# Instruction:
Reproduce the lines of the records below without any change, beginning at the line that contains "Outline every truck windshield" and stopping after the line that contains "394;121;458;127".

** Start Recorded data **

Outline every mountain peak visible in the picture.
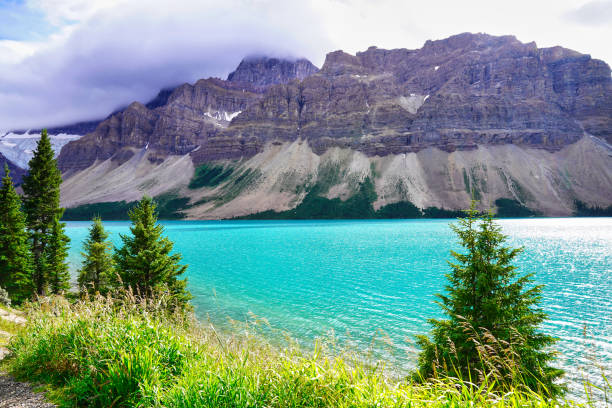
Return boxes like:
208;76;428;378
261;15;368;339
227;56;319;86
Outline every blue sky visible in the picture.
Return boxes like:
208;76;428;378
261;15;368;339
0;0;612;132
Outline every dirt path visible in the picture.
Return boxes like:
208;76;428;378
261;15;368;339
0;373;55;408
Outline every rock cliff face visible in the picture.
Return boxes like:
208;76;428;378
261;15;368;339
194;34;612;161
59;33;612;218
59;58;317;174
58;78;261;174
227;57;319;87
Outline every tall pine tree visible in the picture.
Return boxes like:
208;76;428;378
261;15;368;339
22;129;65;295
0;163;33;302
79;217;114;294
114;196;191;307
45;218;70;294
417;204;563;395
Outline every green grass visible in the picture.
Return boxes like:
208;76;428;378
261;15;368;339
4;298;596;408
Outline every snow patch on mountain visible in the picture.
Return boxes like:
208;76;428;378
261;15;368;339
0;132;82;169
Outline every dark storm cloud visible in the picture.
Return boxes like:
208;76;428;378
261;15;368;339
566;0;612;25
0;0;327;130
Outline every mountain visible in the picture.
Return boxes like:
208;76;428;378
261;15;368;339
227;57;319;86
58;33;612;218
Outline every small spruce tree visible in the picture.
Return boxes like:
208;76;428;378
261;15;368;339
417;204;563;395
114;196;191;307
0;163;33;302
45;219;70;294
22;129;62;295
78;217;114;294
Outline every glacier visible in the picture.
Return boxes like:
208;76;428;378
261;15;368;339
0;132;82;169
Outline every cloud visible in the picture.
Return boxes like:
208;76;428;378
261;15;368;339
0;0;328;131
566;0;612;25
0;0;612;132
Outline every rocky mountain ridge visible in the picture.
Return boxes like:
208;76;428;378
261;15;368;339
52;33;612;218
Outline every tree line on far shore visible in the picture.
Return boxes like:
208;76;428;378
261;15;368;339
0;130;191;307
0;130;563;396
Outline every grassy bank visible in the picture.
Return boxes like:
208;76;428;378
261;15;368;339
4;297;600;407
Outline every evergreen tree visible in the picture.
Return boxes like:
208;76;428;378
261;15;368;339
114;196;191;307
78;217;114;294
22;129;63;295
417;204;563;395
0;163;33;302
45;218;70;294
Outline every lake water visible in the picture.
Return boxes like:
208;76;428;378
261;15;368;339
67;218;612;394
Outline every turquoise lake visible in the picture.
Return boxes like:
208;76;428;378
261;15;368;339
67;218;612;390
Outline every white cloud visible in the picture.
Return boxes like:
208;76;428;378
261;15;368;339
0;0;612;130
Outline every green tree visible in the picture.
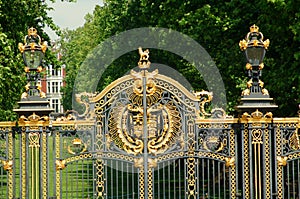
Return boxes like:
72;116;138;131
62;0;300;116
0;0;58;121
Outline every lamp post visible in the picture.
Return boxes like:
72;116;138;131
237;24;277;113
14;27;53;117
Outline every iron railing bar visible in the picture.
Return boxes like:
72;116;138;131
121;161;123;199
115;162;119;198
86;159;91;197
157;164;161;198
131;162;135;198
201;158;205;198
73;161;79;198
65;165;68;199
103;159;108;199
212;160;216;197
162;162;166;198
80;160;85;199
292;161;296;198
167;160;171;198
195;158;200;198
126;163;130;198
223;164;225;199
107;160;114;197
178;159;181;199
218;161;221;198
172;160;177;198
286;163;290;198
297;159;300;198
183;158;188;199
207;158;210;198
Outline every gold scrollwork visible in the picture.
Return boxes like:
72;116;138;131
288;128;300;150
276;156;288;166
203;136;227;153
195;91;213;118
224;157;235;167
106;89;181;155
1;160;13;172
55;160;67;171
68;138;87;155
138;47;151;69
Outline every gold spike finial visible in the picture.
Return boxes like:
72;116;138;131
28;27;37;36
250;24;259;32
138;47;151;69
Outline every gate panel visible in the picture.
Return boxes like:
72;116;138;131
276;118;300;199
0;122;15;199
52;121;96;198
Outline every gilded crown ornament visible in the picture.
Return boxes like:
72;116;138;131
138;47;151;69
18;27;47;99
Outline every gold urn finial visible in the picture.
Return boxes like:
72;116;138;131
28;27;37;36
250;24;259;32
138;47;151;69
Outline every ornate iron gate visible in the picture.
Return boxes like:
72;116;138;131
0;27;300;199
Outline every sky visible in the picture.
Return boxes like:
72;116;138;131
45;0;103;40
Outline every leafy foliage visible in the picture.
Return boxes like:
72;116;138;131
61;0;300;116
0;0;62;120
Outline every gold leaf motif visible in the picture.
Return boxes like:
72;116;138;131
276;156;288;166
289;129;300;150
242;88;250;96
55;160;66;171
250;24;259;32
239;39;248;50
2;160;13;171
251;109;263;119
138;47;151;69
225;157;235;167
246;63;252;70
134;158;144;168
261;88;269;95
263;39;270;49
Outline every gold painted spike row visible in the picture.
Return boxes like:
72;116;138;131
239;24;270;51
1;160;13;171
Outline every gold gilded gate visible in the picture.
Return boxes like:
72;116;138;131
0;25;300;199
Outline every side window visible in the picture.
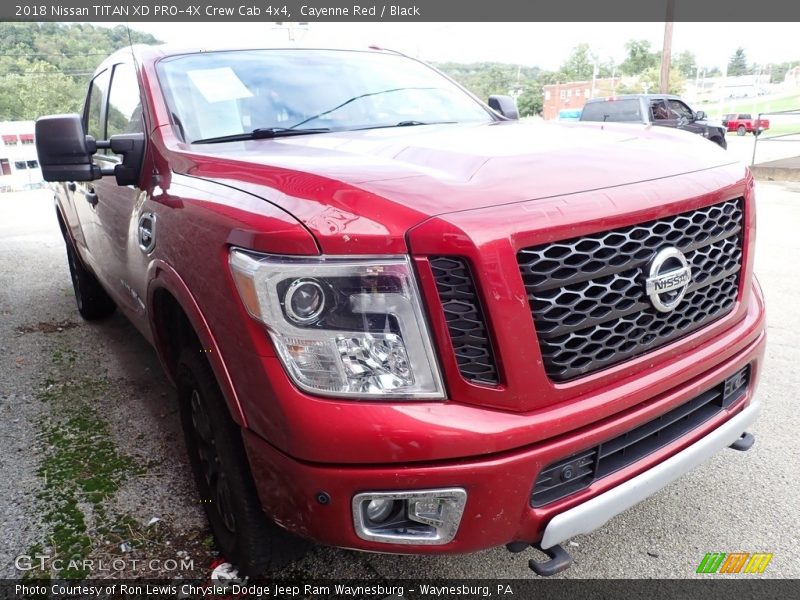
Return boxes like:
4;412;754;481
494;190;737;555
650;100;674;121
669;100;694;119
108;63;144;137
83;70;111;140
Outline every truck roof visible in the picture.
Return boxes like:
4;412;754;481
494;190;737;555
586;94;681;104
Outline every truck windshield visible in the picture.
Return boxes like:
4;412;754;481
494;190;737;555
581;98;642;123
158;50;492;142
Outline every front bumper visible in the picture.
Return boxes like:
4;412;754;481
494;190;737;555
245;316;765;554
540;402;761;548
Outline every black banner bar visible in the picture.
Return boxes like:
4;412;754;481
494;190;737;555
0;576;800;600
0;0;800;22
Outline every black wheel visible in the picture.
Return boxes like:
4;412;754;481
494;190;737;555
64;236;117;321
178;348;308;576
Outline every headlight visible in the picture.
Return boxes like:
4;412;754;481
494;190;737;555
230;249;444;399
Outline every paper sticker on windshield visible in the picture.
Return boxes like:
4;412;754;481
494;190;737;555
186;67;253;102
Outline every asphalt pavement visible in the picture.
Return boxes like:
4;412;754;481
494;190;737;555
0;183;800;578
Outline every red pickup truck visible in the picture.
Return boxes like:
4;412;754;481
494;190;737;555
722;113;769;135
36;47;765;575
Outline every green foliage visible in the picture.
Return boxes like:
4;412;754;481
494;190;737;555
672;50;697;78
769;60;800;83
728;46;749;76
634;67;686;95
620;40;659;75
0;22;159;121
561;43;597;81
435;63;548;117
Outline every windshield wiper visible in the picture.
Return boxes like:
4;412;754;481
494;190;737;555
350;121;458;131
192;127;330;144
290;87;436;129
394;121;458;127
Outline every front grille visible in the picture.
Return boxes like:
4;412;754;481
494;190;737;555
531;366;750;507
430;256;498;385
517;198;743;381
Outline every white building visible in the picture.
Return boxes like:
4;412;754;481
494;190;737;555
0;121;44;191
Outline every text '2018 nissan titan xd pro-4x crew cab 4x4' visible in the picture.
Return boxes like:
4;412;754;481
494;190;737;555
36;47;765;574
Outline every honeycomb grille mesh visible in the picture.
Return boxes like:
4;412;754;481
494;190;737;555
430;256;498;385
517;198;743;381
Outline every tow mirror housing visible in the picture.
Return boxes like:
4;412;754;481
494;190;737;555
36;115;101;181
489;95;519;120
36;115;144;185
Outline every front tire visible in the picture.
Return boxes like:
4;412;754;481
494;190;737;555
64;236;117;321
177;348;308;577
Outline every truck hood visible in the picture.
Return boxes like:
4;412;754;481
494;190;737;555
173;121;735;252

** End Recorded data **

# The completed task:
Outline every truck windshield visible in the picture.
Return boxes like:
4;412;754;481
494;190;737;555
581;98;642;123
158;50;492;142
Outline every front bumper visible in the picture.
Return boxes like:
4;412;754;481
494;190;737;555
245;316;765;554
540;402;761;548
Outline every black banner bar visible in the picture.
Return boxes like:
4;412;754;481
494;190;737;555
0;576;800;600
0;0;800;22
Outline every black wheel visible in the picture.
Return boxes like:
4;412;754;481
494;190;737;555
64;236;117;321
178;348;308;576
Outline every headlight visible in the picture.
Return boxes like:
4;412;754;481
494;190;737;555
230;249;444;399
Outline every paper sticker on windshield visible in the picture.
Return boxes like:
4;412;754;481
494;190;737;555
186;67;253;102
Outline every asphalt pavement visible in the picture.
Return boxes like:
4;412;754;481
494;190;737;555
0;183;800;578
Outline every red pickup truck visible in the picture.
Return boxes like:
4;412;754;481
494;190;737;555
722;113;769;135
36;47;765;575
Outline every green foliage visible in the picture.
Return boxes like:
4;412;754;481
494;190;737;555
672;50;697;78
769;60;800;83
728;46;749;76
634;67;686;95
620;40;659;75
0;22;159;121
561;43;597;81
435;63;548;117
Outline every windshield wiper visible in the picture.
Return boxes like:
4;412;754;481
494;190;737;555
350;121;458;131
192;127;330;144
290;87;436;129
394;121;458;127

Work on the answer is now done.